* _What to do_: Return every line below as is, leaving out the pictures.

* _Dataset content_:
========================
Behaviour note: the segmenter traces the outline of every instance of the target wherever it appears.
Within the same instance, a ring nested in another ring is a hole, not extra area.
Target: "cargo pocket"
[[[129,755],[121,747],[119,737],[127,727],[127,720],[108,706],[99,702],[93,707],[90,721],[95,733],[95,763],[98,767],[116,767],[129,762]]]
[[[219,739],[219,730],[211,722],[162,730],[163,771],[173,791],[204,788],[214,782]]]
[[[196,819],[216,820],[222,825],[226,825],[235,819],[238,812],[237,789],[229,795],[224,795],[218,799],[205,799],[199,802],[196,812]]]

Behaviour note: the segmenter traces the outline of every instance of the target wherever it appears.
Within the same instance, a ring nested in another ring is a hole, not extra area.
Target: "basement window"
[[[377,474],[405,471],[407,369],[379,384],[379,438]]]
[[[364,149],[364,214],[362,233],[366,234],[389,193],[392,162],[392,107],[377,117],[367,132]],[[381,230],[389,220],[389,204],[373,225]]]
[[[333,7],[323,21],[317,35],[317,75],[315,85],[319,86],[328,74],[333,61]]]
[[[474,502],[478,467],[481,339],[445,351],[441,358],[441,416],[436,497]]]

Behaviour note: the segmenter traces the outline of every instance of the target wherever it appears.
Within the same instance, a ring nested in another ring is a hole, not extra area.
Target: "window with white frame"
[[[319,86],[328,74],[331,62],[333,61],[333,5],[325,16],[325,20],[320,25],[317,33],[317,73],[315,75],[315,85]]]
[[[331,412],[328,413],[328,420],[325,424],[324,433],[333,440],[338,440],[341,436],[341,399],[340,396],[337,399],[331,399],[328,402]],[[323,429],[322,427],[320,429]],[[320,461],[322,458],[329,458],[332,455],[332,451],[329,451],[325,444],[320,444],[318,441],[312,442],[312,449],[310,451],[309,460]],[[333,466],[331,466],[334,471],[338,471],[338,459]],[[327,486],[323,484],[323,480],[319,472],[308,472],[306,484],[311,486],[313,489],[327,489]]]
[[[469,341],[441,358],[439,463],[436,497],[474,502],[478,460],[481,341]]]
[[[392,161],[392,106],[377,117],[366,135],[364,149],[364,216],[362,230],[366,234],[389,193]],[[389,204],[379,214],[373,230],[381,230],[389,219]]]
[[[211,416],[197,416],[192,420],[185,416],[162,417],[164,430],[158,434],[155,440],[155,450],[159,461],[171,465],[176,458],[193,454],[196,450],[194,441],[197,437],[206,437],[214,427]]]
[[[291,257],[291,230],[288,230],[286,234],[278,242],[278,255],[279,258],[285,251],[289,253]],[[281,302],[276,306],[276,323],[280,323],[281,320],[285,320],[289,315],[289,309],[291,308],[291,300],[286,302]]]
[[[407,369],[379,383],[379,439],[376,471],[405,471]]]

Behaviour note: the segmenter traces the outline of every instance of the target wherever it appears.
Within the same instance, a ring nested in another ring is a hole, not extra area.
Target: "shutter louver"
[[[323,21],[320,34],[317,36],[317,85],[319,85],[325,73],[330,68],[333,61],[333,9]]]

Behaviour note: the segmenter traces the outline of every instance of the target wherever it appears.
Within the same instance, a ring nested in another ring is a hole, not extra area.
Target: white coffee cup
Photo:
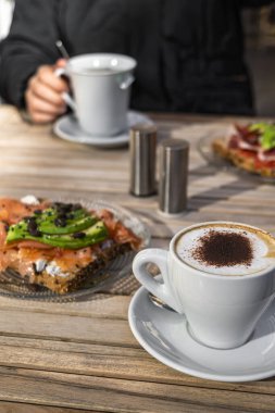
[[[223,271],[214,264],[209,266],[207,261],[207,264],[198,261],[197,266],[196,260],[201,259],[200,248],[210,248],[207,231],[212,227],[218,231],[218,225],[225,228],[221,229],[222,233],[235,234],[237,227],[240,237],[242,230],[249,237],[251,231],[254,234],[248,241],[257,249],[251,267],[247,263],[233,265],[227,274],[228,263]],[[200,240],[192,240],[191,236],[198,228],[203,228],[205,238],[201,233]],[[190,238],[188,241],[187,237]],[[195,255],[195,264],[179,256],[179,248],[180,251],[186,249],[184,253],[187,256]],[[134,260],[133,271],[151,293],[186,316],[187,328],[196,340],[208,347],[229,349],[243,345],[250,338],[257,322],[275,297],[274,258],[275,239],[268,233],[245,224],[209,222],[177,233],[168,251],[155,248],[140,251]],[[149,263],[160,268],[163,283],[150,275]],[[243,271],[246,274],[241,275]]]
[[[127,128],[133,72],[137,62],[122,54],[82,54],[67,61],[57,76],[66,75],[73,96],[64,93],[80,127],[92,136],[114,136]]]

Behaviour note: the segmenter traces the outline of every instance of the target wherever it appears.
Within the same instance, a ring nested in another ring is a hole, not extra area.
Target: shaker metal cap
[[[177,215],[187,206],[189,142],[165,139],[160,145],[159,208],[164,214]]]
[[[146,197],[155,193],[157,127],[137,124],[130,128],[130,193]]]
========================
* _Exercise solution_:
Behaviour note: the segmenter traces the outline of every instance of the target wherever it appears.
Within the same instance, a ring nested in another ring is a hole, not extra area.
Target: "cargo pocket"
[[[129,755],[121,747],[119,737],[127,727],[127,720],[108,706],[99,702],[93,707],[90,721],[95,733],[95,763],[98,767],[116,767],[129,762]]]
[[[219,739],[219,730],[211,722],[162,730],[163,771],[173,791],[204,788],[214,782]]]
[[[196,819],[216,820],[222,825],[226,825],[235,819],[238,812],[237,789],[229,795],[224,795],[218,799],[205,799],[199,802],[196,812]]]

Behaviour note: the segmenter traces the outline of every instance of the target wherever it appears.
Within the same instance, a ring nested in another ring is a hole, not extra area.
Target: "basement window"
[[[377,474],[405,471],[407,369],[379,384],[379,438]]]
[[[364,149],[364,214],[362,233],[366,234],[389,193],[392,162],[392,107],[377,117],[367,132]],[[381,230],[389,220],[389,204],[373,225]]]
[[[333,7],[323,21],[317,35],[317,75],[315,85],[319,86],[328,74],[333,61]]]
[[[474,502],[478,467],[481,339],[445,351],[441,358],[441,416],[436,497]]]

Behaviour note: the segmenter traces the outline of every instance of the target wherever it appears.
Within the same instance, a ring nested in another ring is a hole, not extra area.
Target: "window with white frame"
[[[319,86],[328,74],[331,62],[333,61],[333,5],[325,16],[325,20],[320,25],[317,33],[317,73],[315,75],[315,85]]]
[[[331,412],[328,413],[328,420],[325,424],[324,433],[333,440],[338,440],[341,436],[341,399],[340,396],[337,399],[331,399],[328,402]],[[323,429],[322,427],[320,429]],[[320,461],[322,458],[329,458],[332,455],[332,451],[329,451],[325,444],[320,444],[318,441],[312,442],[312,449],[310,451],[309,460]],[[333,466],[331,466],[334,471],[338,471],[338,459]],[[327,486],[323,484],[323,480],[319,472],[308,472],[306,484],[311,486],[313,489],[327,489]]]
[[[469,341],[441,358],[439,463],[436,497],[474,502],[478,460],[481,341]]]
[[[392,161],[392,106],[377,117],[366,135],[364,149],[364,216],[362,230],[366,234],[389,193]],[[389,204],[379,214],[373,230],[381,230],[389,219]]]
[[[211,416],[197,416],[192,420],[185,416],[162,417],[164,430],[158,434],[155,440],[155,450],[159,461],[171,465],[176,458],[193,454],[196,450],[194,441],[197,437],[206,437],[214,427]]]
[[[291,257],[291,230],[288,230],[286,234],[278,242],[278,255],[279,258],[285,251],[289,253]],[[281,302],[276,306],[276,323],[280,323],[281,320],[285,320],[289,315],[289,309],[291,308],[291,300],[286,302]]]
[[[407,369],[379,383],[379,439],[376,471],[405,471]]]

Behaviour note: the segmenter traces the outline of every instance of the target wherever it appears.
Within the same instance, a ring nested in another ring is a hole, not extra area.
Target: "shutter louver"
[[[323,21],[320,34],[317,36],[317,85],[319,85],[325,73],[330,68],[333,61],[333,9]]]

Behaviour note: the segmenter traces the outline of every instance of the target wherever it appears.
Within the same instance, a ring nested in another ring is a hole, not extra area.
Target: white coffee cup
Photo:
[[[223,271],[214,264],[209,266],[207,261],[207,264],[198,261],[197,266],[196,260],[201,259],[200,248],[210,248],[207,231],[212,227],[218,231],[218,225],[225,228],[221,229],[222,233],[235,234],[237,227],[240,237],[242,230],[249,237],[251,231],[254,234],[248,241],[257,249],[251,267],[247,263],[233,265],[227,274],[228,263]],[[200,240],[192,240],[191,236],[198,228],[203,228],[205,238],[201,233]],[[190,238],[188,241],[187,237]],[[195,255],[195,264],[179,256],[179,248],[180,251],[186,249],[184,253],[187,256]],[[134,260],[133,271],[151,293],[186,316],[187,328],[196,340],[208,347],[229,349],[243,345],[250,338],[257,322],[275,297],[274,258],[275,239],[268,233],[245,224],[209,222],[177,233],[168,251],[155,248],[140,251]],[[149,263],[160,268],[163,283],[150,275]],[[243,271],[246,274],[241,275]]]
[[[127,128],[133,72],[137,62],[122,54],[82,54],[67,61],[57,76],[66,75],[73,96],[64,93],[80,127],[92,136],[114,136]]]

Behaviour note: the segmenter traces the outline of every instance of the target wherever it appears.
Within the same instance, a ring nested in another ring is a hole, not extra area.
Target: shaker metal cap
[[[177,215],[187,206],[189,142],[165,139],[160,145],[159,208],[164,214]]]
[[[146,197],[155,193],[157,127],[137,124],[130,128],[130,193]]]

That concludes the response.